Copy out the listing below line for line, omitting the picture.
####################
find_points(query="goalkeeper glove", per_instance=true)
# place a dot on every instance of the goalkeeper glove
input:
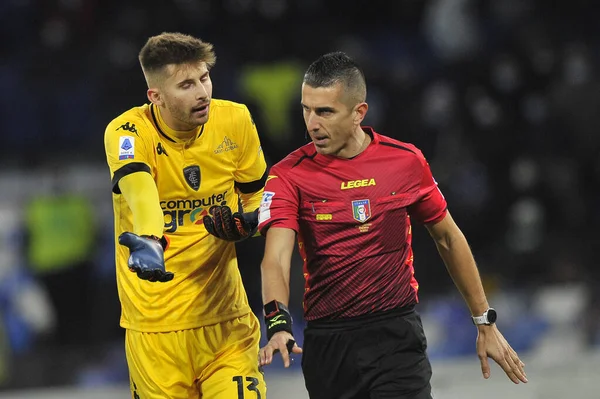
(230, 227)
(278, 318)
(146, 256)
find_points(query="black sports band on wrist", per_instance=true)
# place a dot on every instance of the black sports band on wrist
(277, 318)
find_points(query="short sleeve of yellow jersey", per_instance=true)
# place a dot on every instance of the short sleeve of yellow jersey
(250, 174)
(128, 147)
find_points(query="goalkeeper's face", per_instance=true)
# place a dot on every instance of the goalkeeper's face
(331, 119)
(185, 94)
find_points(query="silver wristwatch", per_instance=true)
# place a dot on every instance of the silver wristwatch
(488, 318)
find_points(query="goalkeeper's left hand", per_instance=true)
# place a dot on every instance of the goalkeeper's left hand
(230, 227)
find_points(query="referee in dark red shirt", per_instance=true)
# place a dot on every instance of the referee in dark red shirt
(349, 198)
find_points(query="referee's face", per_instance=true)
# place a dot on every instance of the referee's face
(329, 121)
(186, 93)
####################
- **Output below**:
find_points(query="goalkeeper glove", per_instance=true)
# place a dot on every instance of the goalkeeper glove
input:
(230, 227)
(278, 318)
(146, 256)
find_points(query="black sports band on wrist", per_instance=true)
# place a dot on every instance of the black sports band on wrist
(277, 318)
find_points(query="short sleeve of yellow jersey", per_instance=true)
# place a dot on every instance of the short sleeve of yellow jersey
(250, 174)
(128, 147)
find_points(query="goalkeeper's face", per_instance=true)
# place a dot on every instance of the goalkeeper's face
(331, 119)
(185, 94)
find_points(query="silver wristwatch", per_instance=true)
# place a dot on every instance of the silver wristwatch
(488, 318)
find_points(query="goalkeeper's left hand", per_instance=true)
# place a dot on every instance of the goalkeeper's left hand
(230, 227)
find_points(query="referee in dark red shirt", per_instance=true)
# place a dot on every instance of the referee in dark red shirt
(349, 198)
find_points(query="referee's face", per_instance=true)
# place a dot on every instance of the referee's face
(329, 121)
(186, 93)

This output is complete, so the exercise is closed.